## BEGIN SUPPLIED INFORMATION

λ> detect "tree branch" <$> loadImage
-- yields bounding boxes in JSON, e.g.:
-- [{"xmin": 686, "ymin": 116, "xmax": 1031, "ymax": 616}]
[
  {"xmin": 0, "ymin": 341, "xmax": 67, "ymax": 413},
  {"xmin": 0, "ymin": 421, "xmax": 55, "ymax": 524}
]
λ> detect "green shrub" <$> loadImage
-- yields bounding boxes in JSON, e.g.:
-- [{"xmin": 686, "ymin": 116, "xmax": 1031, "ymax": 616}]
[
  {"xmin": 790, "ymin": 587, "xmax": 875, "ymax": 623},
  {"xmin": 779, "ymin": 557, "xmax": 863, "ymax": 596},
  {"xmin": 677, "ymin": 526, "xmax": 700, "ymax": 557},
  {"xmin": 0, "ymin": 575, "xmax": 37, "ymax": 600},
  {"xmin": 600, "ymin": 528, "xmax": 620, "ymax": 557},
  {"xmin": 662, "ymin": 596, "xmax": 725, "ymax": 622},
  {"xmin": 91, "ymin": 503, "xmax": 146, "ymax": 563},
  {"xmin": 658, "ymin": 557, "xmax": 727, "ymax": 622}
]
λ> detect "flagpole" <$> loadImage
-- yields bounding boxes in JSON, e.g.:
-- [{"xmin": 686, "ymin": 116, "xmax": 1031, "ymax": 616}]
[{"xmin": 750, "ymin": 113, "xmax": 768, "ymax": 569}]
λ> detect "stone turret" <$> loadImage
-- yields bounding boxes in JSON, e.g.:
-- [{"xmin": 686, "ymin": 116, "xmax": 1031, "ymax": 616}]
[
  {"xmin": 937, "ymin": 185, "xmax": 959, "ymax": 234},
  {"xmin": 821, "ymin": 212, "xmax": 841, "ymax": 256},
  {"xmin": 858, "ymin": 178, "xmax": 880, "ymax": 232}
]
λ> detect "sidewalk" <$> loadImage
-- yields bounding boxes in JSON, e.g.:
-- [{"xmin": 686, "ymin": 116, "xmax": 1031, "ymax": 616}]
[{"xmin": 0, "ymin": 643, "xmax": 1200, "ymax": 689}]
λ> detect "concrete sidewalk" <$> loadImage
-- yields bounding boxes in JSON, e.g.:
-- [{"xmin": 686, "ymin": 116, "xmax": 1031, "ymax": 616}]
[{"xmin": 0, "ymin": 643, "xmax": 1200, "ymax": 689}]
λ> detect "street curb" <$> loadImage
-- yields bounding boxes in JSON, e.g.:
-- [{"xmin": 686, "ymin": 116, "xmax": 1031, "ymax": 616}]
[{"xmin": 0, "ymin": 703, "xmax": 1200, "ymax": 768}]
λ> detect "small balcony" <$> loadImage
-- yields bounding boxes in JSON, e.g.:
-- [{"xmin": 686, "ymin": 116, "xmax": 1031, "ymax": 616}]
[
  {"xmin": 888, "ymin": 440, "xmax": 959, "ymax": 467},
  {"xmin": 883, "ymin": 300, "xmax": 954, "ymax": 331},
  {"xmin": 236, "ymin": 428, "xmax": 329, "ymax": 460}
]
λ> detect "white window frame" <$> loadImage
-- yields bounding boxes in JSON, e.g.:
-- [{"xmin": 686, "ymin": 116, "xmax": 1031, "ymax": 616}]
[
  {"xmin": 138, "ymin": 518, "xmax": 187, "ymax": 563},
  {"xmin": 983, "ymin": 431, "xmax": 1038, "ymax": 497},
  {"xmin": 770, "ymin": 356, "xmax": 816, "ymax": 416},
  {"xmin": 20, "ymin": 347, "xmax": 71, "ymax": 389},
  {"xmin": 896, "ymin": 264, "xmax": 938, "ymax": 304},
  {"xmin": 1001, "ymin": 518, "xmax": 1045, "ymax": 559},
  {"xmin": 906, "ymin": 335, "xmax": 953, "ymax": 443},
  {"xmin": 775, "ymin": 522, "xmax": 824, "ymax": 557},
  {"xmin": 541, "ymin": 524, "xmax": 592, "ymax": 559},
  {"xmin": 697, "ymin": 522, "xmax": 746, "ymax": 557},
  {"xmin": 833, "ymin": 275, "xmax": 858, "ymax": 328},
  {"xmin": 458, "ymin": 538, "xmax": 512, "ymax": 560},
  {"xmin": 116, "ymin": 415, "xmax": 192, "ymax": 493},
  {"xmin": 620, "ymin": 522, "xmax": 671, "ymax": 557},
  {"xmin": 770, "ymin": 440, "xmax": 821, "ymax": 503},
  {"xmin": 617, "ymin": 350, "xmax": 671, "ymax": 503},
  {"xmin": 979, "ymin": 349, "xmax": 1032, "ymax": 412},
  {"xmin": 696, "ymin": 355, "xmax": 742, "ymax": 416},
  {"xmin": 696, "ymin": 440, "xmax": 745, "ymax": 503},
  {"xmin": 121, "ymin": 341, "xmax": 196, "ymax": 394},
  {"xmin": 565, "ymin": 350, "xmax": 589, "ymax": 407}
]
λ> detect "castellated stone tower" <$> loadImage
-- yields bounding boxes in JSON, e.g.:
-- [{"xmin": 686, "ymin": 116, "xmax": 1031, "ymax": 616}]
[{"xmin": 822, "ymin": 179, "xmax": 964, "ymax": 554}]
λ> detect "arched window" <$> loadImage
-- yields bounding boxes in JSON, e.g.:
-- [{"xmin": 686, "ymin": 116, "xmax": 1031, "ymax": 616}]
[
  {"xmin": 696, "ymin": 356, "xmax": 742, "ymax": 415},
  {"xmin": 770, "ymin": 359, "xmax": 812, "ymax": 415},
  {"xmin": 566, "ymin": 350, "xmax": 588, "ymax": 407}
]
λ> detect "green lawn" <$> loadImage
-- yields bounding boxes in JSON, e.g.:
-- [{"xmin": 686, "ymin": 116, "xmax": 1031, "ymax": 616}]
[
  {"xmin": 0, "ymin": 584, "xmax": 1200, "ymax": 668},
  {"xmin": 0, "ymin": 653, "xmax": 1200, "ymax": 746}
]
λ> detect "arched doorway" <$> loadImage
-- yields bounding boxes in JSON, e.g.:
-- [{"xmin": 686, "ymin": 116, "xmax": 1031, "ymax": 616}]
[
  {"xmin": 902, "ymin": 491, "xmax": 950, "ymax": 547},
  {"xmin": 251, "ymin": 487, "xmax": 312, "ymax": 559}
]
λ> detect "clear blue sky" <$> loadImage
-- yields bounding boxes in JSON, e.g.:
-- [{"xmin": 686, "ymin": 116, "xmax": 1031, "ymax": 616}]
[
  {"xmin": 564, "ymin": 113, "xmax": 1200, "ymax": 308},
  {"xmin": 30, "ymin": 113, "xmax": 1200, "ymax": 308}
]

## END SUPPLIED INFORMATION

WORK TO BE COMPLETED:
Go through the listing and copy all of it exactly.

EXERCISE ANSWER:
λ> detect "tree branch" <$> loadImage
-- yields bounding boxes in JSON, e.g.:
-- [{"xmin": 686, "ymin": 116, "xmax": 1031, "ymax": 616}]
[
  {"xmin": 0, "ymin": 341, "xmax": 67, "ymax": 413},
  {"xmin": 0, "ymin": 421, "xmax": 55, "ymax": 524}
]
λ> detect "green shrub" <$> loadImage
-- yields bounding boxes in JSON, e.g.:
-- [{"xmin": 686, "ymin": 116, "xmax": 1031, "ymax": 616}]
[
  {"xmin": 790, "ymin": 587, "xmax": 875, "ymax": 623},
  {"xmin": 779, "ymin": 557, "xmax": 863, "ymax": 596},
  {"xmin": 677, "ymin": 526, "xmax": 700, "ymax": 557},
  {"xmin": 0, "ymin": 575, "xmax": 37, "ymax": 600},
  {"xmin": 600, "ymin": 528, "xmax": 620, "ymax": 557},
  {"xmin": 662, "ymin": 596, "xmax": 725, "ymax": 622},
  {"xmin": 91, "ymin": 503, "xmax": 146, "ymax": 563},
  {"xmin": 658, "ymin": 557, "xmax": 727, "ymax": 622}
]
λ> detect "flagpole" <$> loadImage
-- yields bounding boxes in JSON, e.g.:
-- [{"xmin": 686, "ymin": 116, "xmax": 1031, "ymax": 616}]
[{"xmin": 750, "ymin": 113, "xmax": 768, "ymax": 569}]
λ> detect "stone turret" <$> loadImage
-- yields bounding boxes in JSON, e.g.:
-- [{"xmin": 686, "ymin": 116, "xmax": 1031, "ymax": 616}]
[
  {"xmin": 937, "ymin": 185, "xmax": 959, "ymax": 234},
  {"xmin": 821, "ymin": 212, "xmax": 841, "ymax": 256},
  {"xmin": 858, "ymin": 178, "xmax": 880, "ymax": 232}
]
λ> detect "sidewalk" <$> loadImage
-- yields bounding boxes in JSON, e.g.:
-- [{"xmin": 686, "ymin": 116, "xmax": 1031, "ymax": 616}]
[{"xmin": 0, "ymin": 643, "xmax": 1200, "ymax": 689}]
λ> detect "concrete sidewalk" <$> loadImage
-- yields bounding boxes in JSON, e.g.:
-- [{"xmin": 686, "ymin": 116, "xmax": 1031, "ymax": 616}]
[{"xmin": 0, "ymin": 643, "xmax": 1200, "ymax": 689}]
λ> detect "street curb" <$> loadImage
-- yields bounding boxes in JSON, e.g.:
-- [{"xmin": 686, "ymin": 116, "xmax": 1031, "ymax": 616}]
[{"xmin": 0, "ymin": 703, "xmax": 1200, "ymax": 768}]
λ> detect "small balcony" <$> loadImage
-- yields bounding boxes in JSON, e.g.:
-- [{"xmin": 686, "ymin": 116, "xmax": 1031, "ymax": 616}]
[
  {"xmin": 888, "ymin": 440, "xmax": 959, "ymax": 467},
  {"xmin": 883, "ymin": 300, "xmax": 954, "ymax": 331},
  {"xmin": 236, "ymin": 428, "xmax": 329, "ymax": 460}
]
λ> detect "white window frame" <$> loadImage
-- yields bounding boxes in JSON, e.g.:
-- [{"xmin": 686, "ymin": 116, "xmax": 1031, "ymax": 616}]
[
  {"xmin": 138, "ymin": 518, "xmax": 187, "ymax": 563},
  {"xmin": 983, "ymin": 431, "xmax": 1038, "ymax": 497},
  {"xmin": 770, "ymin": 356, "xmax": 816, "ymax": 416},
  {"xmin": 20, "ymin": 347, "xmax": 71, "ymax": 389},
  {"xmin": 896, "ymin": 264, "xmax": 938, "ymax": 304},
  {"xmin": 1001, "ymin": 518, "xmax": 1045, "ymax": 559},
  {"xmin": 906, "ymin": 335, "xmax": 953, "ymax": 443},
  {"xmin": 775, "ymin": 522, "xmax": 824, "ymax": 557},
  {"xmin": 541, "ymin": 524, "xmax": 592, "ymax": 559},
  {"xmin": 697, "ymin": 522, "xmax": 746, "ymax": 557},
  {"xmin": 833, "ymin": 275, "xmax": 858, "ymax": 328},
  {"xmin": 458, "ymin": 538, "xmax": 512, "ymax": 560},
  {"xmin": 116, "ymin": 415, "xmax": 192, "ymax": 493},
  {"xmin": 620, "ymin": 522, "xmax": 671, "ymax": 557},
  {"xmin": 770, "ymin": 440, "xmax": 821, "ymax": 503},
  {"xmin": 617, "ymin": 350, "xmax": 671, "ymax": 503},
  {"xmin": 979, "ymin": 349, "xmax": 1032, "ymax": 412},
  {"xmin": 696, "ymin": 355, "xmax": 742, "ymax": 416},
  {"xmin": 696, "ymin": 440, "xmax": 745, "ymax": 503},
  {"xmin": 121, "ymin": 341, "xmax": 196, "ymax": 394},
  {"xmin": 565, "ymin": 350, "xmax": 589, "ymax": 407}
]
λ> detect "castellated stone tower" <$> loadImage
-- yields bounding boxes in JSON, e.g.:
-- [{"xmin": 686, "ymin": 116, "xmax": 1031, "ymax": 616}]
[{"xmin": 822, "ymin": 179, "xmax": 964, "ymax": 554}]
λ> detect "arched window" <$> loadImage
-- yields bounding boxes in JSON, e.g.:
-- [{"xmin": 686, "ymin": 116, "xmax": 1031, "ymax": 616}]
[
  {"xmin": 696, "ymin": 356, "xmax": 742, "ymax": 415},
  {"xmin": 770, "ymin": 359, "xmax": 812, "ymax": 415},
  {"xmin": 566, "ymin": 350, "xmax": 588, "ymax": 407}
]
λ> detect "green lawn" <$> loadImage
-- yields bounding boxes in JSON, e.g.:
-- [{"xmin": 686, "ymin": 116, "xmax": 1031, "ymax": 616}]
[
  {"xmin": 0, "ymin": 584, "xmax": 1200, "ymax": 668},
  {"xmin": 0, "ymin": 653, "xmax": 1200, "ymax": 746}
]
λ> detect "arched doorway" <$> loadImage
-- yields bounding boxes in JSON, e.g.:
-- [{"xmin": 686, "ymin": 116, "xmax": 1031, "ymax": 616}]
[
  {"xmin": 902, "ymin": 491, "xmax": 950, "ymax": 547},
  {"xmin": 251, "ymin": 487, "xmax": 312, "ymax": 559}
]
λ> detect "clear blue sky" <$> loadImage
-- yields bounding boxes in JSON, e.g.:
-- [{"xmin": 686, "ymin": 116, "xmax": 1031, "ymax": 616}]
[
  {"xmin": 564, "ymin": 113, "xmax": 1200, "ymax": 308},
  {"xmin": 30, "ymin": 113, "xmax": 1200, "ymax": 308}
]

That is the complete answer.